# Challenge
From the report on the yacht attack, pull out word for word the stretch that begins with the words containing "Also Barry Turner, commodore" and ends with "Richard’s Bay in South Africa.".

# Given text
But South African yachtsman, Peter Olivier, who is from Cape Town while he now lives in the Tanzanian capital of Dar-es-Salaam, still cannot understand why his friends are said to have been attacked further north and off Kenya and not on their way south from Dar es Salaam, since they had planned to sail south to dock the yacht in Richards Bay in South Africa. He himself would nearly have been on that yacht, but had to pull out of the sailing trip with the three fellow South Africans due to a ruptured Achilles tendon. Olivier said: “I am not going to say I am relieved it wasn’t me. Instead, I feel really sorry for Bruno and Deborah."
Also Barry Turner, commodore at the Bluff Yacht Club in South Africa, where the couple from Cape Town were members, said the two were at the moment assisting another yachtsman in bringing a vessel back to Richard’s Bay in South Africa.
Though the skipper refused to speak to the media it is believed that he had been debriefed by the navies and other officials, who released their statements with naming Kenyan waters as the location where the attack had allegedly taken place. However, why the yacht, which was supposed to sail from Dar es Salaam south to South Africa should  have gone North to Kenya and then allegedly encountered the pirates there, was not explained by any of the official statements nor the owner.
Other naval sources, however, still maintain that the attack took place on the open sea at the boundary between Tanzania and Mozambique.

# Labeled area outline entries
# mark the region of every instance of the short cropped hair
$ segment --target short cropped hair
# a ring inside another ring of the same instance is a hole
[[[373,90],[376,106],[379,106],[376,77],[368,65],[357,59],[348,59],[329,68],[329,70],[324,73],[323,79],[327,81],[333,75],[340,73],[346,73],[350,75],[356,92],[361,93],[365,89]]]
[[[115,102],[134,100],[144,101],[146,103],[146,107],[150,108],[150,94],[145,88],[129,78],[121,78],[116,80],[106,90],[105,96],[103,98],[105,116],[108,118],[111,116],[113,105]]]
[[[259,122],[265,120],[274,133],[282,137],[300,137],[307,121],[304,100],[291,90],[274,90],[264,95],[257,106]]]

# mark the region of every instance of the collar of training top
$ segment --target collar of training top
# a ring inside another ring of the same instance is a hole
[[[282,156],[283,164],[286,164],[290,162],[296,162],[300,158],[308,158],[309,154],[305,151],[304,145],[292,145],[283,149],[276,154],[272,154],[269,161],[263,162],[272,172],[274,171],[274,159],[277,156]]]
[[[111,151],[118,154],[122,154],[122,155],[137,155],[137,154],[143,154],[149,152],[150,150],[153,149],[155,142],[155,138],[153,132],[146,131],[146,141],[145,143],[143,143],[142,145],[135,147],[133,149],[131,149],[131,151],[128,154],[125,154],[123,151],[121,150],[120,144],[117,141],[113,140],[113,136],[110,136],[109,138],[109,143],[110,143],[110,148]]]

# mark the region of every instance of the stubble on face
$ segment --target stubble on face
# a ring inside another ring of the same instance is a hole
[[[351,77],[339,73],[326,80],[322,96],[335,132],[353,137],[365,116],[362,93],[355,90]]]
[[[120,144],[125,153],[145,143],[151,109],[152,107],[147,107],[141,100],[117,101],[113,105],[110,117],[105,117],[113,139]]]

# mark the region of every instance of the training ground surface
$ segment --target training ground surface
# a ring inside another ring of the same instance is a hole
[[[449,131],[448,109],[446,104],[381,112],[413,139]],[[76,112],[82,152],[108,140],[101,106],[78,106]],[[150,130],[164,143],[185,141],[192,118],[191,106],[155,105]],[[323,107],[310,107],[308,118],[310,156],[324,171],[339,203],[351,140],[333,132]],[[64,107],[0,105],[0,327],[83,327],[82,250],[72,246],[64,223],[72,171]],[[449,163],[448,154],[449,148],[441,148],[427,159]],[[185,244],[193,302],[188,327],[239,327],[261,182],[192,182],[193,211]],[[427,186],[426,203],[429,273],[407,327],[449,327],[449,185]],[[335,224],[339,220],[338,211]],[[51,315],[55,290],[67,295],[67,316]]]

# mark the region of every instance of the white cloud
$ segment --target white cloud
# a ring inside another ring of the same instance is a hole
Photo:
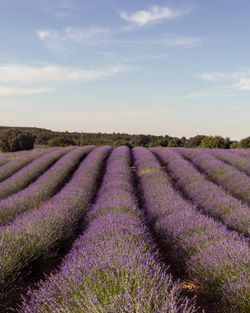
[[[40,82],[93,81],[98,78],[115,76],[131,70],[131,66],[117,65],[104,69],[78,69],[47,65],[32,67],[27,65],[0,66],[0,82],[32,84]]]
[[[187,11],[171,10],[168,7],[152,6],[148,11],[141,10],[131,14],[127,13],[126,11],[122,11],[120,16],[130,23],[136,24],[138,26],[144,26],[148,23],[157,22],[164,19],[173,19],[187,13]]]
[[[241,78],[240,81],[236,84],[236,87],[240,90],[250,91],[250,78]]]
[[[55,43],[55,41],[65,42],[71,41],[80,44],[96,44],[97,39],[103,38],[104,35],[109,33],[108,29],[100,27],[92,28],[74,28],[66,27],[64,30],[39,30],[37,31],[38,37],[47,43]]]
[[[221,81],[229,82],[229,85],[214,87],[216,89],[250,91],[250,70],[248,69],[244,71],[231,73],[221,73],[221,72],[203,73],[200,75],[200,78],[202,80],[214,83]]]
[[[0,97],[1,96],[37,95],[37,94],[41,94],[41,93],[47,93],[50,91],[52,91],[52,89],[50,89],[50,88],[27,89],[27,88],[15,88],[15,87],[0,86]]]
[[[250,70],[231,72],[231,73],[223,73],[223,72],[203,73],[200,75],[200,78],[202,80],[216,82],[216,81],[223,81],[223,80],[237,81],[245,76],[250,76]]]
[[[155,43],[167,46],[197,47],[203,41],[199,37],[168,37],[156,40]]]
[[[204,74],[201,74],[200,78],[202,80],[207,80],[207,81],[210,81],[210,82],[216,82],[218,80],[222,80],[222,79],[225,79],[225,74],[223,73],[204,73]]]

# Task result
Also Barry Turner, commodore at the Bluff Yacht Club in South Africa, where the couple from Cape Town were members, said the two were at the moment assisting another yachtsman in bringing a vessel back to Richard’s Bay in South Africa.